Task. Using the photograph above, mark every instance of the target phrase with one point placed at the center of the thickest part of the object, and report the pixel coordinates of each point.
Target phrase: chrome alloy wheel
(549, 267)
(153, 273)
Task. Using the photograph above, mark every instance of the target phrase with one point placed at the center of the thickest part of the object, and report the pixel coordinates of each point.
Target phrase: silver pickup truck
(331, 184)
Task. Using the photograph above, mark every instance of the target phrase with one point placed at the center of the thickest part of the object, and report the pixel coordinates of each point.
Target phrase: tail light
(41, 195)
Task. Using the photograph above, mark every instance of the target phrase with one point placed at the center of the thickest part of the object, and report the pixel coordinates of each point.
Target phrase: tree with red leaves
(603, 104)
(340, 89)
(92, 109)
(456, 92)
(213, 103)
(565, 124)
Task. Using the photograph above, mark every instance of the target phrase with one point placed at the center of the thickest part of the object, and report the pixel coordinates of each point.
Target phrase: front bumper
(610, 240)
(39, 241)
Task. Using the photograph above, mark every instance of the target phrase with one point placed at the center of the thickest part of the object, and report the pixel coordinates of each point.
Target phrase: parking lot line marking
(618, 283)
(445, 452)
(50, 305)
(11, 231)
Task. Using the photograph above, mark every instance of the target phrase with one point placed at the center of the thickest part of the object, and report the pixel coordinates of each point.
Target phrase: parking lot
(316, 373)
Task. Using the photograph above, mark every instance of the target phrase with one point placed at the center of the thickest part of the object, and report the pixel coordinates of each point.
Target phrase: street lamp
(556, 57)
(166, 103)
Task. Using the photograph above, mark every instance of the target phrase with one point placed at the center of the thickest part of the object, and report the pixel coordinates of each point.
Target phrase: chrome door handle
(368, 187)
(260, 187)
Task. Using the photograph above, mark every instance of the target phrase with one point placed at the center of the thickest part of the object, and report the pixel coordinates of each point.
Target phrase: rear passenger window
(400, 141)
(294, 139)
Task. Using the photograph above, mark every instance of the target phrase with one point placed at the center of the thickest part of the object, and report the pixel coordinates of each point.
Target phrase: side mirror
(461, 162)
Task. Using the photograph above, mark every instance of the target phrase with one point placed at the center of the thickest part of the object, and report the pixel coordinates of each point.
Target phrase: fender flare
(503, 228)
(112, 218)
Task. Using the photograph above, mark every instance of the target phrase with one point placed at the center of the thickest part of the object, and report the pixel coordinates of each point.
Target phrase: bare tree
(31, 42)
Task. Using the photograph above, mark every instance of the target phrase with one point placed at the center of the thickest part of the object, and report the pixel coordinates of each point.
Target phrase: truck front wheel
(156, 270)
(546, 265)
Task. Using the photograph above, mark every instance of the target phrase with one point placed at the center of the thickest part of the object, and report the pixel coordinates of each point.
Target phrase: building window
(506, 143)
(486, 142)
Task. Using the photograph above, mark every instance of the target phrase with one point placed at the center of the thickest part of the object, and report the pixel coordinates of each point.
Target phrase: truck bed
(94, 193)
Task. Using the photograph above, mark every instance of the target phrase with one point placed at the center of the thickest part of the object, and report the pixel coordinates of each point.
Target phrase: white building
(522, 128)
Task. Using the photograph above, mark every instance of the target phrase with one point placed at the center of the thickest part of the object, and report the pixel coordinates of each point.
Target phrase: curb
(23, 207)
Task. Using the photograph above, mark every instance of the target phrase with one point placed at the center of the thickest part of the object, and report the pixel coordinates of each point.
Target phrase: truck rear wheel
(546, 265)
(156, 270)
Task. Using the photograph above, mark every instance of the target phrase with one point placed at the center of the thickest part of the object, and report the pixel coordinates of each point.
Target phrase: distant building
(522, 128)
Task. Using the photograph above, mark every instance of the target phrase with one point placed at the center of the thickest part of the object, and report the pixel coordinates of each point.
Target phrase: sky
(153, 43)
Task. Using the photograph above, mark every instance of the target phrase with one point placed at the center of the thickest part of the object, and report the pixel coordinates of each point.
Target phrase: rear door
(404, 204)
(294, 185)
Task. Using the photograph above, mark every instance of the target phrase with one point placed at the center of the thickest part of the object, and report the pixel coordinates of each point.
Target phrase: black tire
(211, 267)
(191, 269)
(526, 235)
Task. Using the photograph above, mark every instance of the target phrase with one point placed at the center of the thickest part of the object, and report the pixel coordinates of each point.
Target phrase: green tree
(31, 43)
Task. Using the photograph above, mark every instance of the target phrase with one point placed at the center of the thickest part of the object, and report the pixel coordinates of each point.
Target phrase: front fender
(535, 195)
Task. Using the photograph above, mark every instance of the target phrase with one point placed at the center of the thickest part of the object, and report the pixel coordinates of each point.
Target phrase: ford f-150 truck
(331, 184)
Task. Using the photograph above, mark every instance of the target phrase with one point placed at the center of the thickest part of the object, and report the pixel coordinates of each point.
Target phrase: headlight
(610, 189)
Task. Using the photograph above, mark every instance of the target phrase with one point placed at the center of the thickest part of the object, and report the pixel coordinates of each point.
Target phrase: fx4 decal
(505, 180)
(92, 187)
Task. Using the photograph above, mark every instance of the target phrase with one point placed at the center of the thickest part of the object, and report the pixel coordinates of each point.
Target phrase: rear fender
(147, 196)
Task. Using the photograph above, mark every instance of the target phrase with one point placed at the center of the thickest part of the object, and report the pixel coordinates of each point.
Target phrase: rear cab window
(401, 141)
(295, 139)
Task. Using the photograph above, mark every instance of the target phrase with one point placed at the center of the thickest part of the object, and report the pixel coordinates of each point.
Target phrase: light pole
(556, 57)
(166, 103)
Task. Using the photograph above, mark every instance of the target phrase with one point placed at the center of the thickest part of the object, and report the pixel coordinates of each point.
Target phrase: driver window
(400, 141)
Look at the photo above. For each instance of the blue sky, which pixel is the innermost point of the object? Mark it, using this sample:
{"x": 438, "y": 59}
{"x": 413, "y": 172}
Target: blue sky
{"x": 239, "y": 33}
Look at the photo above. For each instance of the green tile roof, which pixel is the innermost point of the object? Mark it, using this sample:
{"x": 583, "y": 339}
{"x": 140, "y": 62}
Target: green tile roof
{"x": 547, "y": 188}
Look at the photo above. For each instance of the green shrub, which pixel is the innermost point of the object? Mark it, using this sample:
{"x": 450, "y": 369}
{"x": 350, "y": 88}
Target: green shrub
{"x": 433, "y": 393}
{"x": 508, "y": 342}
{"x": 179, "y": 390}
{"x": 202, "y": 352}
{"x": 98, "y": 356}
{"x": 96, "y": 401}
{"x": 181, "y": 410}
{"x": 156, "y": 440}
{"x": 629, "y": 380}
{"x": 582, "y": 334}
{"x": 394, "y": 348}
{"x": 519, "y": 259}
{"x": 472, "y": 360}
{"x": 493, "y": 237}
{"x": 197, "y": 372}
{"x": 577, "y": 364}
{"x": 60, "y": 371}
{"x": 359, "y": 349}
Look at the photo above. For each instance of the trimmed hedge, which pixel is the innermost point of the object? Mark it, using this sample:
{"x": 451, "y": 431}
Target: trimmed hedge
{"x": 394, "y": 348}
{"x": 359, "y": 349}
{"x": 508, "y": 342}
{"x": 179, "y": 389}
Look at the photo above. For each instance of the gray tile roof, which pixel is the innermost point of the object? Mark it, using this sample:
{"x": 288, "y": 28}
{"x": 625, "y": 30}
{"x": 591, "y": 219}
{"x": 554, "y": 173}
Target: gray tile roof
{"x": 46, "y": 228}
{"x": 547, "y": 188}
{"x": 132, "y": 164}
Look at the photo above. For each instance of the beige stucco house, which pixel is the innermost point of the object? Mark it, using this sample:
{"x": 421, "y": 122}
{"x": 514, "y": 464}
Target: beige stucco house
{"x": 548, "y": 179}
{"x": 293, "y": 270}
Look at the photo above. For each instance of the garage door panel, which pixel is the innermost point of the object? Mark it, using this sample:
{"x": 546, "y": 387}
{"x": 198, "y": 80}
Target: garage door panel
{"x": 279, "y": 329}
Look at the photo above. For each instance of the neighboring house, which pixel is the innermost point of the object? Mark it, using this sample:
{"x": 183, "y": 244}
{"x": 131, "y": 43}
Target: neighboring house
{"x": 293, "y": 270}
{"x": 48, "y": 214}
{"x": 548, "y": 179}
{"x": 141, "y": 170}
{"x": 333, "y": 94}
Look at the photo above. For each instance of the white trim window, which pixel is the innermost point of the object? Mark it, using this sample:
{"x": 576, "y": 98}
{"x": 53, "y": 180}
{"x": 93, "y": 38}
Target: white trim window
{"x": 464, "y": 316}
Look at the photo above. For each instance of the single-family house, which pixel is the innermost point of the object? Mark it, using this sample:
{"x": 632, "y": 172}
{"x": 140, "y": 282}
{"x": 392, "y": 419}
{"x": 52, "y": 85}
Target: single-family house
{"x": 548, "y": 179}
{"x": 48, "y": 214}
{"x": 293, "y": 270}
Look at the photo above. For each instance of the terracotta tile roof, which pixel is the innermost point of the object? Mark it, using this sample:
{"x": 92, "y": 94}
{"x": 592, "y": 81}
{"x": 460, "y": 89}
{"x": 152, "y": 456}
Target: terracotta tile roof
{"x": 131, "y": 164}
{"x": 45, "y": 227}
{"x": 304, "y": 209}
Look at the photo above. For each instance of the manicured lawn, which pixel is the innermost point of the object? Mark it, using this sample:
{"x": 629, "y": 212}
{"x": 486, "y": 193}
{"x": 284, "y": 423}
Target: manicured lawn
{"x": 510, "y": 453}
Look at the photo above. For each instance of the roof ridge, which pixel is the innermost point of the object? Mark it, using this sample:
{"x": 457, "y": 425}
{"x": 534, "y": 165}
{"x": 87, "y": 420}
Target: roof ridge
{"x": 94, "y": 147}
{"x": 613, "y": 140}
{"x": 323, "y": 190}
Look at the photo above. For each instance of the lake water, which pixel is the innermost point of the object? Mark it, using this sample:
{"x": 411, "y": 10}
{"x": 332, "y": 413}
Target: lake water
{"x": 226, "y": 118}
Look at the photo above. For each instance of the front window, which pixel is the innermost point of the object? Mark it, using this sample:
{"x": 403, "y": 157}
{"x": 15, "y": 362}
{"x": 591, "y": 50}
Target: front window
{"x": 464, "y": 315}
● ● ● ● ●
Reproduce, word for word, the lines starting at the one that contains "Look at the photo above. For each instance of the front" and ending at the last line of the records, with both ends included.

FULL RESPONSE:
Look at the photo above. For each instance of the front window, which pixel is the innermost point of the object? Mark it, using this sample:
{"x": 403, "y": 157}
{"x": 15, "y": 362}
{"x": 591, "y": 50}
Target: front window
{"x": 464, "y": 315}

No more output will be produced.